▶ **Work request**
An exact copy of the records is required, minus the pictures they hold.

▶ **Data supplied**
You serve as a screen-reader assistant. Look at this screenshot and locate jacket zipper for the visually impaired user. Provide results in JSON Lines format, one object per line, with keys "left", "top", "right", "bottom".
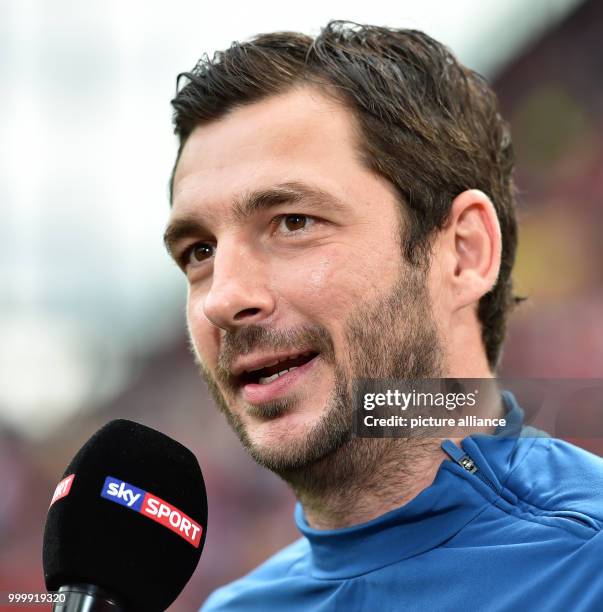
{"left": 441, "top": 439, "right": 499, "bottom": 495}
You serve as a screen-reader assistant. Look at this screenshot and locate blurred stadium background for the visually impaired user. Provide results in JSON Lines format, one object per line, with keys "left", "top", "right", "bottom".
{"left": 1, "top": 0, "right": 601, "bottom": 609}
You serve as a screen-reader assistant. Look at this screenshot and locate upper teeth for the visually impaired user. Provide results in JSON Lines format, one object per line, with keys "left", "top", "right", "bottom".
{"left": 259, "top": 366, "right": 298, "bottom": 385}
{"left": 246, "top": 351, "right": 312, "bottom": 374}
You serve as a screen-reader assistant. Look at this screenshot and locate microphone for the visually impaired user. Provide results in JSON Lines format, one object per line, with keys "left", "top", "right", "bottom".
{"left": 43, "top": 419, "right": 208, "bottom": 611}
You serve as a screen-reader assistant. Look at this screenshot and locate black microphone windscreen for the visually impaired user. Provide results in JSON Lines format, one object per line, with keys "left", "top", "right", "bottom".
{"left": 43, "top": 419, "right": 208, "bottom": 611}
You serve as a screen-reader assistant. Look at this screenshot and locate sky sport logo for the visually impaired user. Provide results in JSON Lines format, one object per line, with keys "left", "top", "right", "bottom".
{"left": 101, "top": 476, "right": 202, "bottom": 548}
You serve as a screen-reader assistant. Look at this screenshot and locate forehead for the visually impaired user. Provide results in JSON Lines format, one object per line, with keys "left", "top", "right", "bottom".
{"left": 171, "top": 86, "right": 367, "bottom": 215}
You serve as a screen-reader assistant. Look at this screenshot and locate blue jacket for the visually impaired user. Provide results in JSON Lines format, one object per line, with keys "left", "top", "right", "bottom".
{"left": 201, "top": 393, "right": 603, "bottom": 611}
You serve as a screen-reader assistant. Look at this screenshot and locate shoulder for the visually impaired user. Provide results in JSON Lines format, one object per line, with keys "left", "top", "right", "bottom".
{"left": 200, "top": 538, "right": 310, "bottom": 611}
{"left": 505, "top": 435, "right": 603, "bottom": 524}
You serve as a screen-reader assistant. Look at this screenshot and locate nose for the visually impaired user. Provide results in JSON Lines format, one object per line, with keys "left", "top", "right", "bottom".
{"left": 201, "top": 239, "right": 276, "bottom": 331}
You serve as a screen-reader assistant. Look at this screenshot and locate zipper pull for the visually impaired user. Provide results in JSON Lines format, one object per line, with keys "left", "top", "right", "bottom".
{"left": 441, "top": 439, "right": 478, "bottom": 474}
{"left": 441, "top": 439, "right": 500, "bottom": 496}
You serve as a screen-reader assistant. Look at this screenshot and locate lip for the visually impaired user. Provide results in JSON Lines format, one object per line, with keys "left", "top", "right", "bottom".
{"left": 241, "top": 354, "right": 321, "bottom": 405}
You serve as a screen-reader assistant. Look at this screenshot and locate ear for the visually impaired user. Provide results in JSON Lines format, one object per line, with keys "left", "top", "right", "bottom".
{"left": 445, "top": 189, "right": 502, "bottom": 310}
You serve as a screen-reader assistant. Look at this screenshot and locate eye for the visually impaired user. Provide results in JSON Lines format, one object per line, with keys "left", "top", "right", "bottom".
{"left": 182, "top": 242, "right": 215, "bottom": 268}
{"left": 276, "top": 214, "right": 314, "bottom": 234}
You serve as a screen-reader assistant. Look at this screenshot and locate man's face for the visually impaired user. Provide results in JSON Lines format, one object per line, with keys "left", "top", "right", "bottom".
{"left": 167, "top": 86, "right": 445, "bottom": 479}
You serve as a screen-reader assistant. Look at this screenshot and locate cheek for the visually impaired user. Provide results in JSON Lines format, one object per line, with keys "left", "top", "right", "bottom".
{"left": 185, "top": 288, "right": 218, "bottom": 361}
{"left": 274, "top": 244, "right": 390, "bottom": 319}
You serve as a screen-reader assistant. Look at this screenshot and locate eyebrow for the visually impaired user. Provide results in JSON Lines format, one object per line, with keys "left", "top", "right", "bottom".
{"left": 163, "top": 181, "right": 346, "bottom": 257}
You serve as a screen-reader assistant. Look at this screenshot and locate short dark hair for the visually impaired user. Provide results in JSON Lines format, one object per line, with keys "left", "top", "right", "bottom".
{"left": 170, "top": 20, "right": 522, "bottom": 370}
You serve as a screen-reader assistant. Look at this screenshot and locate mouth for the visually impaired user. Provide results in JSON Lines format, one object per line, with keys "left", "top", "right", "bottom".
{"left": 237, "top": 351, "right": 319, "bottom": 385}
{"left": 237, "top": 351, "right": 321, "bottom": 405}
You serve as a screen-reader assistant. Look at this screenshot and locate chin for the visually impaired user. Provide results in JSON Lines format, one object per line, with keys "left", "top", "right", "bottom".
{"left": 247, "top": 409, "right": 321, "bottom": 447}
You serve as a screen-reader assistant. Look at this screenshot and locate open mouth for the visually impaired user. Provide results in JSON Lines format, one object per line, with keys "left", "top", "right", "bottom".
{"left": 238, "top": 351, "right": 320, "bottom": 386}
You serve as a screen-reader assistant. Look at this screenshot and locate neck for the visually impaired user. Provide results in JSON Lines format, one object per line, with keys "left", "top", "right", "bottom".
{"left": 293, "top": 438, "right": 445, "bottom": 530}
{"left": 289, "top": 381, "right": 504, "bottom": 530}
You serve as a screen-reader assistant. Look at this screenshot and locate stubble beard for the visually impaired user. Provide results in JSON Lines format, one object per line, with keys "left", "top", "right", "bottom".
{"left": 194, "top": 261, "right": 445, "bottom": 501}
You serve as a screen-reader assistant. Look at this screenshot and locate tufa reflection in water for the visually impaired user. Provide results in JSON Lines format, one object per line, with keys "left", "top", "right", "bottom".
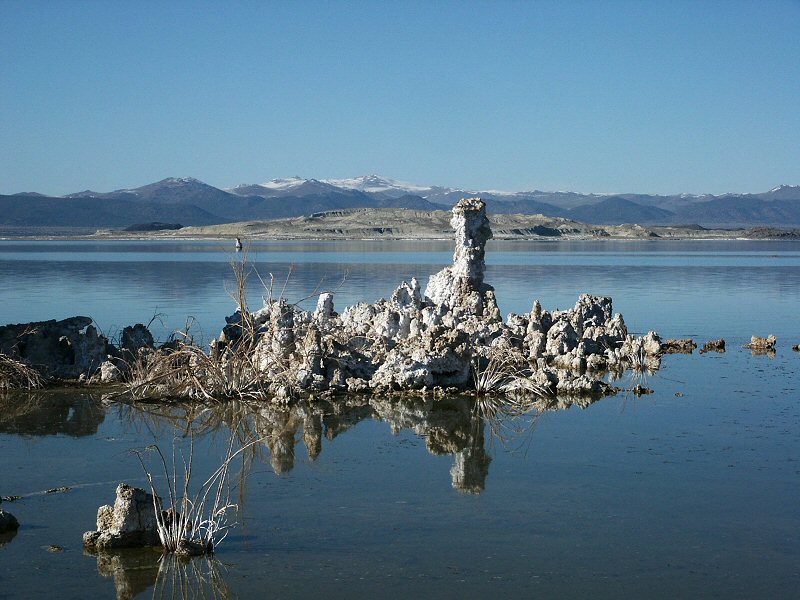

▶ **Exercise answer**
You serve as a screen-reader assistant. Look at this screenshot and locate jacket zipper for the visually impaired user. Provide results in JSON Lines format, one object per line, with keys "left", "top", "right", "bottom".
{"left": 441, "top": 439, "right": 499, "bottom": 495}
You serve as a screen-reader assistant. Look at this screenshot and locate blurred stadium background for the visually impaired user. Provide results in JSON Lines format, one object per line, with keys "left", "top", "right", "bottom".
{"left": 1, "top": 0, "right": 601, "bottom": 609}
You serve as a screen-reader assistant. Look at this screenshot and locate upper teeth for the visually impaired user. Provide results in JSON Lines format, one object per line, with keys "left", "top", "right", "bottom".
{"left": 259, "top": 366, "right": 298, "bottom": 385}
{"left": 246, "top": 351, "right": 312, "bottom": 374}
You serve as a screen-reader assistant. Look at this screenshot and locate microphone for the visually impaired user. Provide results in JSON Lines format, one object per line, with keys "left", "top", "right", "bottom".
{"left": 43, "top": 419, "right": 208, "bottom": 611}
You serve as a screen-reader assistant. Look at this screenshot and locate black microphone windscreen for the visually impaired user. Provide results in JSON Lines format, one object per line, with keys "left", "top", "right", "bottom".
{"left": 43, "top": 419, "right": 208, "bottom": 611}
You serve as a screen-reader assistant. Look at this screenshot and locate sky sport logo for the visually impaired user. Provide results in JSON Lines format, one object per line, with keys "left", "top", "right", "bottom".
{"left": 101, "top": 476, "right": 202, "bottom": 548}
You serve as a screen-reader assistant. Look at this screenshot and locate forehead for the visually impaired user. Provide results in JSON Lines format, one object per line, with keys "left", "top", "right", "bottom".
{"left": 171, "top": 86, "right": 367, "bottom": 215}
You serve as a screen-reader assistant. Look at this screenshot and locate blue jacket for the visually impaired user. Provide results in JSON Lines format, one object per line, with keys "left", "top", "right", "bottom".
{"left": 201, "top": 393, "right": 603, "bottom": 611}
You serve as a screen-reader assistant. Look at this screenshot and locate shoulder for the visually impaired user. Provide results in JSON Lines format, one object per line, with keys "left", "top", "right", "bottom".
{"left": 200, "top": 538, "right": 310, "bottom": 611}
{"left": 505, "top": 435, "right": 603, "bottom": 524}
You serve as a screen-reader assistant. Look at this screenshot and locate nose for the visually impaired user. Provide results in JSON Lines format, one object per line, with keys "left", "top", "right", "bottom".
{"left": 201, "top": 239, "right": 276, "bottom": 331}
You serve as a screen-reader assistant. Look at this screenshot and locate zipper pull for the visually impaired user. Provide results in JSON Lines format, one object per line, with keys "left", "top", "right", "bottom".
{"left": 441, "top": 439, "right": 478, "bottom": 474}
{"left": 441, "top": 439, "right": 500, "bottom": 496}
You serve as a screen-reader assistant. Look at this screenshot and locate lip for the visually impaired user. Provide results in JSON Lines format, one object per line, with keys "left", "top", "right", "bottom".
{"left": 241, "top": 354, "right": 321, "bottom": 405}
You serve as a screen-reader assistant. Look at this screenshot and locate ear for the visually impaired user. Provide results in JSON Lines format, one object per line, with keys "left", "top", "right", "bottom".
{"left": 445, "top": 189, "right": 502, "bottom": 310}
You serve as a screen-reader assistant. Look at this screenshot and locate eye for the visually impaired user. Provide results in JSON Lines format, one object per line, with keys "left", "top", "right", "bottom".
{"left": 182, "top": 242, "right": 215, "bottom": 268}
{"left": 276, "top": 214, "right": 314, "bottom": 234}
You serve as a screen-reader assistant. Look at this screenshot and locate man's face for the visually impaired user. Provide results in JSON Lines format, one object per line, with keys "left", "top", "right", "bottom".
{"left": 167, "top": 86, "right": 445, "bottom": 479}
You serve as a screen-reader assistant. Look at this screenshot and locate cheek for the visually impaired user. Provide results in JSON Lines format, one object per line, with keys "left", "top", "right", "bottom".
{"left": 185, "top": 288, "right": 218, "bottom": 361}
{"left": 274, "top": 244, "right": 390, "bottom": 319}
You serve as a screen-reader assistant. Look at this screenshot and locate eyebrow for the visually impaired user. Provide results in JSON Lines format, one object per line, with keys "left", "top", "right", "bottom".
{"left": 163, "top": 181, "right": 346, "bottom": 257}
You serve as a screen-reader assistant. Look at this screenshot and locate short dark hair for the visually impaired user. Provide results in JSON Lines format, one object per line, with keys "left", "top", "right", "bottom".
{"left": 170, "top": 20, "right": 522, "bottom": 370}
You serve as a screen-reader assistant. Look at this screenshot and locate mouth for the visually impaired user. Provide results in JSON Lines format, one object per line, with keys "left", "top", "right", "bottom".
{"left": 237, "top": 351, "right": 319, "bottom": 385}
{"left": 237, "top": 351, "right": 321, "bottom": 405}
You serve as a screen-reader assistant. Look at this screenshot and locate chin for the visually impaired user. Provide results in JSON Lines format, one object per line, with keys "left", "top", "right", "bottom".
{"left": 247, "top": 409, "right": 321, "bottom": 447}
You serve as a screen-reader assistant. Look at this screenshot and locate open mouth for the visually impaired user. Provide results in JSON Lines format, one object per line, with keys "left", "top", "right", "bottom".
{"left": 238, "top": 351, "right": 320, "bottom": 386}
You serve as a screen-reader assistant. Look at this screenshot and locate neck for the visually impaired user. Provide results in JSON Lines format, one object per line, with keys "left", "top", "right", "bottom".
{"left": 293, "top": 438, "right": 445, "bottom": 530}
{"left": 289, "top": 381, "right": 504, "bottom": 530}
You serve as a screen-reader assistant. Look at this screenshot and locate stubble beard for the visually impaired user. Provide results in JSON Lines format, one object per line, with keys "left", "top", "right", "bottom".
{"left": 194, "top": 261, "right": 445, "bottom": 501}
You serve as a screen-reader assistant. Look at this screenshot and locate tufa reflection in water for the visually impaired user. Provide results in JSON Lines format, one object per line, with keys "left", "top", "right", "bottom".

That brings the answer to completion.